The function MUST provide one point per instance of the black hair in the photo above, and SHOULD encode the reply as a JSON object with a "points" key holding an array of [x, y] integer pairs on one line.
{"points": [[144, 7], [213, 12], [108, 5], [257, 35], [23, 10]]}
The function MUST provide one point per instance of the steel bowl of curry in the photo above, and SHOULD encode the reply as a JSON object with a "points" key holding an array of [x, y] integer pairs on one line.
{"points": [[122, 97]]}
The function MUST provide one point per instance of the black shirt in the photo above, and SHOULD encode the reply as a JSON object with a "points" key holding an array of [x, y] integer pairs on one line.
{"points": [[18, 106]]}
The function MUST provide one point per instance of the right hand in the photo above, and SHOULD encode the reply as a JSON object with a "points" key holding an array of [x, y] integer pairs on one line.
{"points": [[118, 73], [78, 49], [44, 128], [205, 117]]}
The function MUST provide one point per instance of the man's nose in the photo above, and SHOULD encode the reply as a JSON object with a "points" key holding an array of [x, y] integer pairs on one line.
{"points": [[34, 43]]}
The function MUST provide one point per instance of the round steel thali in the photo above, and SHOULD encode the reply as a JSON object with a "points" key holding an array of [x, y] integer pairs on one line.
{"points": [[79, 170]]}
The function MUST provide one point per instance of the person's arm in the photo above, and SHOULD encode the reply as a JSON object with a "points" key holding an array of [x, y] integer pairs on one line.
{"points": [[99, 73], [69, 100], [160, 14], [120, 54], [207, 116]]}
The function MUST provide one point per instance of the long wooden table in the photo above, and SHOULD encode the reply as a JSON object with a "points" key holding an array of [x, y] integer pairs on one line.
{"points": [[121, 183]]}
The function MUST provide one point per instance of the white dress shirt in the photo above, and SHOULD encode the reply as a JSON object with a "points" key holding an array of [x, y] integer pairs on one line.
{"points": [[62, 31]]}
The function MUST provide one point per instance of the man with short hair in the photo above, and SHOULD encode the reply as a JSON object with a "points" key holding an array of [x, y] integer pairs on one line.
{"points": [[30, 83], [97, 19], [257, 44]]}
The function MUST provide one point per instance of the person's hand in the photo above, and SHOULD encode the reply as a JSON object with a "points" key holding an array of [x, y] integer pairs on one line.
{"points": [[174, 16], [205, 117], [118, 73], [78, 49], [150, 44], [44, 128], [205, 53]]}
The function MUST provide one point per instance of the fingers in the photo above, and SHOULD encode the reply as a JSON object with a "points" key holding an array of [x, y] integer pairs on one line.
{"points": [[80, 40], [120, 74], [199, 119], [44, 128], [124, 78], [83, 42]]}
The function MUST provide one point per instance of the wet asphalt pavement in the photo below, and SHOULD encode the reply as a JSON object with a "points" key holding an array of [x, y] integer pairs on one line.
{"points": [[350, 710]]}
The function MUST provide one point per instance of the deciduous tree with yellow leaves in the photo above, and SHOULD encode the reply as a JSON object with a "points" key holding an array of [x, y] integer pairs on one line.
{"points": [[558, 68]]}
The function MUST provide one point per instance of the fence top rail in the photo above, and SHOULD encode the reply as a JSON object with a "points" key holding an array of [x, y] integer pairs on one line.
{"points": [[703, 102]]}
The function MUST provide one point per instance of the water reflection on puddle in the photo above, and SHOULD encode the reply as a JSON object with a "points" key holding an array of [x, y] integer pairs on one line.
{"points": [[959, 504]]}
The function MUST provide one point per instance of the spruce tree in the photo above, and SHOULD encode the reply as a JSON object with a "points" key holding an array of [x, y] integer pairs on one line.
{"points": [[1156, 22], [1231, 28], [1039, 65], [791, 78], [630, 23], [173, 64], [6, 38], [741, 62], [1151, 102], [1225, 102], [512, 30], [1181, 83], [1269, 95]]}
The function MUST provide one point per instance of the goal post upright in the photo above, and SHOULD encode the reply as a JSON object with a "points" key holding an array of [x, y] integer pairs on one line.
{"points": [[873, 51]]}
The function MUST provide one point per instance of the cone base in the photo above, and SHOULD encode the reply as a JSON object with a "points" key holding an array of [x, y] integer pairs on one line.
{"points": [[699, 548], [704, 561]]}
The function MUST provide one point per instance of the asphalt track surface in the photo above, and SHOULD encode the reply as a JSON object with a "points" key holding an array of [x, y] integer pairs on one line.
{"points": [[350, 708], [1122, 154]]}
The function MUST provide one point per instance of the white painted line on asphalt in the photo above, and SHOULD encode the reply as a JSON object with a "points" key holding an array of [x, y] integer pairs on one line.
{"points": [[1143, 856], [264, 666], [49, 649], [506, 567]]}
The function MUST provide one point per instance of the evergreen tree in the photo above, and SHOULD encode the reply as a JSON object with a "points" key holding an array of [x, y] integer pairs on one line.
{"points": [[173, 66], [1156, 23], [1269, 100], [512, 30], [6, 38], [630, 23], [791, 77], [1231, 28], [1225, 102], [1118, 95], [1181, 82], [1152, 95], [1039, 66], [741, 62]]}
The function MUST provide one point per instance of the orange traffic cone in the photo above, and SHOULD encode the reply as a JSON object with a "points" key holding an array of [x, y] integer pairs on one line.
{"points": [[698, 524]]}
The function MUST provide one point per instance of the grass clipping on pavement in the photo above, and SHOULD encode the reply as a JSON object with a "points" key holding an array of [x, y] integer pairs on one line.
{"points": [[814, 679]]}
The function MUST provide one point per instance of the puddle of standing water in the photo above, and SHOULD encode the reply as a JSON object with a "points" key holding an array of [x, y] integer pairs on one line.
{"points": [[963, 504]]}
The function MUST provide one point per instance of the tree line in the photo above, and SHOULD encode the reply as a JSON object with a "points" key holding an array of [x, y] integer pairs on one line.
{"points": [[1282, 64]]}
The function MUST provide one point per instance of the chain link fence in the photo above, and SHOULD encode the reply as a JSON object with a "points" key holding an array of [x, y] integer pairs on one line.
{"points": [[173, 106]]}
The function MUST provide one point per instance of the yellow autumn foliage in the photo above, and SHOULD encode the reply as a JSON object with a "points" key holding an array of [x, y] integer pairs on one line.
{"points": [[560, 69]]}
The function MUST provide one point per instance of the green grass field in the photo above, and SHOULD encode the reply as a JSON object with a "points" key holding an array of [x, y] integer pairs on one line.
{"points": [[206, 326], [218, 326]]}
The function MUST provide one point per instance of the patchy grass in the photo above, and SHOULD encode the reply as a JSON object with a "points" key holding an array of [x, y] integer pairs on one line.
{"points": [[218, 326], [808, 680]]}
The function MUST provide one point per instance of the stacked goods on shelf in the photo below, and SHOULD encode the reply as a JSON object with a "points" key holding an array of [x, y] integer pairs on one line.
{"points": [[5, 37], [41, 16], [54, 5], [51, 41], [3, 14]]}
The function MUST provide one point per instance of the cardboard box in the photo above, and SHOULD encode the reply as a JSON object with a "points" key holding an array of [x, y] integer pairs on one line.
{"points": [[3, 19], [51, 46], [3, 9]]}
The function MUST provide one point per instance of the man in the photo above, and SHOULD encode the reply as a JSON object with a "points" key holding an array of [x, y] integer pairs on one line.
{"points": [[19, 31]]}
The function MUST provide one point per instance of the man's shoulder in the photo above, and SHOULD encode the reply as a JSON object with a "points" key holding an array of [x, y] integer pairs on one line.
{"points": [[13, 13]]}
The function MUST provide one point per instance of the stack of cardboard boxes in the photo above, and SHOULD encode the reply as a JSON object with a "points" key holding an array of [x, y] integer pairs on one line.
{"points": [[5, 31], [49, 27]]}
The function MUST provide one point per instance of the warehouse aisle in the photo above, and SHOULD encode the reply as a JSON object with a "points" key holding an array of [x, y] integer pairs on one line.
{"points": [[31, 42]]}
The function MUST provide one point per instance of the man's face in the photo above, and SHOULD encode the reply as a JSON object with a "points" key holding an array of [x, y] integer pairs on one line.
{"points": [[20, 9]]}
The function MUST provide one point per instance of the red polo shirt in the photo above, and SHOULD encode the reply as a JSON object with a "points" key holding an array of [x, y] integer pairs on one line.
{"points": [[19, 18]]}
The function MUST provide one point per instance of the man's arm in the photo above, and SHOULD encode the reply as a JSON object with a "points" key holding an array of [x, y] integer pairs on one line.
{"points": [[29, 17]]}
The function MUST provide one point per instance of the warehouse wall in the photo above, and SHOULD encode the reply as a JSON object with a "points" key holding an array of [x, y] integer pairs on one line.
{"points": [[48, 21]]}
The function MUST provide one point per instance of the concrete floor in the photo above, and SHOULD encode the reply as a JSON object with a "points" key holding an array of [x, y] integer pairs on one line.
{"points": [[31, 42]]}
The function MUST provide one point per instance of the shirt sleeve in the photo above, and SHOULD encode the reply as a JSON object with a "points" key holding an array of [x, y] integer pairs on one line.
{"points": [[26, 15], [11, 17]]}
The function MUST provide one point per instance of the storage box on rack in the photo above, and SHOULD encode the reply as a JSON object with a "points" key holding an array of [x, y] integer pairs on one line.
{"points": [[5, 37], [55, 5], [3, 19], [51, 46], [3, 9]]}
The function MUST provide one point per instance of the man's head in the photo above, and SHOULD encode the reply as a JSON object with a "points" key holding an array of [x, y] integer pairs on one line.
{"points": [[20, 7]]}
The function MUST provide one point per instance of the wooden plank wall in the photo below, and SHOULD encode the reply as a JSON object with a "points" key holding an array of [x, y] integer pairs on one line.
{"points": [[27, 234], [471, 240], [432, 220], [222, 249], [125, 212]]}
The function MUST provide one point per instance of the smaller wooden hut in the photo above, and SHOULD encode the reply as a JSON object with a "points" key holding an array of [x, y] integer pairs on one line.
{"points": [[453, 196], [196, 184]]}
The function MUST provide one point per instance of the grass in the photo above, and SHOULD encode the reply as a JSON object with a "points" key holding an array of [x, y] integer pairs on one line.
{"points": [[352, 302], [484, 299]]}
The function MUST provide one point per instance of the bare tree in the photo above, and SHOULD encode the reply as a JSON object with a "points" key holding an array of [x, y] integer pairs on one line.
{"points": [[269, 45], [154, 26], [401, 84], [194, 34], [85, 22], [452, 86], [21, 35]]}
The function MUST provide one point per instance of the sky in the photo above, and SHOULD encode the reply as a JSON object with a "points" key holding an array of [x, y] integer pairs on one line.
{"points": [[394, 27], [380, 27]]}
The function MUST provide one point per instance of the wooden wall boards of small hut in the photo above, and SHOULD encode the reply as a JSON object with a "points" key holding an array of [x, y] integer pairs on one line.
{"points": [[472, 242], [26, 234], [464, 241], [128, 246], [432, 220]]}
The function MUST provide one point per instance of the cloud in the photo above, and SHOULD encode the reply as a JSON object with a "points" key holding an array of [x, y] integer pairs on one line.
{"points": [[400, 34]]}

- [Work to do]:
Starting at the row that contains "The function MUST provide one point per instance of the smaller" and ending with the last row, write those rows out again, swapping "bare tree" for "leafless tree" and keeping everything else unchanged.

- [Final result]:
The function MUST provide one point per instance of the smaller wooden hut in the photo above, and SHOULD encode the reply as a JSON object with a "points" key holding an array of [x, y] integer pairs on one line.
{"points": [[453, 196], [196, 184]]}
The function MUST provide one point per instance of the grass in the photo above, and SHOULD encode the reply as a JSON object with a "points" key holding an array of [x, y] integer pairs on one line.
{"points": [[352, 302], [484, 299]]}
The function MUST provide one point per instance of the leafless tree in the photo above, and SHOULD encode the reply as a JSON object with a "points" key holding an array of [x, y] integer pairs on one line.
{"points": [[269, 45], [154, 26], [401, 84], [194, 34], [85, 22], [452, 86], [21, 35]]}
The function MUST provide one point per instance of the sky in the photo above, and SHOULD encode the reply as a JSON object with a "points" key holding an array of [x, y] integer pairs on one line.
{"points": [[394, 27], [380, 27]]}
The function MUST provide one point per instance of the wooden wall boards of small hut in the photo above, and SHOULD encode the reply as a JSON object with a "points" key holding an array of [x, y] integer pairs on one line.
{"points": [[472, 242], [26, 234], [464, 241], [128, 246], [432, 220]]}
The function MUST provide one point per instance of the cloud in the photo above, and SHOULD encode the reply as a JSON object with a "points" key holding an array of [x, y] integer pairs on one line.
{"points": [[400, 34]]}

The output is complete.